(Pointing dataset records)
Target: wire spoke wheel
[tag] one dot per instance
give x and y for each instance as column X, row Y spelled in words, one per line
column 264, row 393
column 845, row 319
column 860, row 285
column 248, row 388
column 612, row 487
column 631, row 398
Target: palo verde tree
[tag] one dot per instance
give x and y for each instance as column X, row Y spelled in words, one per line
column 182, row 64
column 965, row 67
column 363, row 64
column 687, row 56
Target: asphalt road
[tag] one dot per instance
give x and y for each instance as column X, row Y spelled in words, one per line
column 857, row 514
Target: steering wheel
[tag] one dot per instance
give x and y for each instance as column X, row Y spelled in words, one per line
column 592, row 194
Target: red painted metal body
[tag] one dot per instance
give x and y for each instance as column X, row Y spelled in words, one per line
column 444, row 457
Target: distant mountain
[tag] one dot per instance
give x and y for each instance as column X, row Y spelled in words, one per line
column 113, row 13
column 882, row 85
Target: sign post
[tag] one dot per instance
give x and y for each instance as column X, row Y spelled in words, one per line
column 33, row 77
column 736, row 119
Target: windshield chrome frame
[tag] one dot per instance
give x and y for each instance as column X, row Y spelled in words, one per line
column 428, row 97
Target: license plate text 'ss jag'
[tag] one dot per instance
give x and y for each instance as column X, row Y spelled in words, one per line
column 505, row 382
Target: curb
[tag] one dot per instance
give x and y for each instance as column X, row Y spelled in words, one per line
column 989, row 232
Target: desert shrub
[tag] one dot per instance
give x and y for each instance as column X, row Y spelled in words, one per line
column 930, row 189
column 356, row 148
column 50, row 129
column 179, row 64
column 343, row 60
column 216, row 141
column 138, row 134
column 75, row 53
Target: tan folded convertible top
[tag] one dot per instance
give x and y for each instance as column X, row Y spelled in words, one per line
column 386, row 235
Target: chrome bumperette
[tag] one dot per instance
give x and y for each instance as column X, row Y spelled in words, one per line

Written problem: Every line from the one containing "Target: desert shrub" through the last line must be copied exactly; leave out the rest.

Problem solution:
Target: desert shrub
[tag] one dot per instance
give x and y for each instance as column X, row Y spelled in words, one per line
column 930, row 189
column 356, row 148
column 50, row 129
column 179, row 64
column 343, row 60
column 216, row 141
column 138, row 134
column 75, row 53
Target: tan folded convertible top
[tag] one dot per instance
give x and y for each instance as column X, row Y spelled in words, one per line
column 386, row 235
Target: chrome bumperette
[tag] one dot per instance
give x and y for each instance as column X, row Y spelled in words, one per line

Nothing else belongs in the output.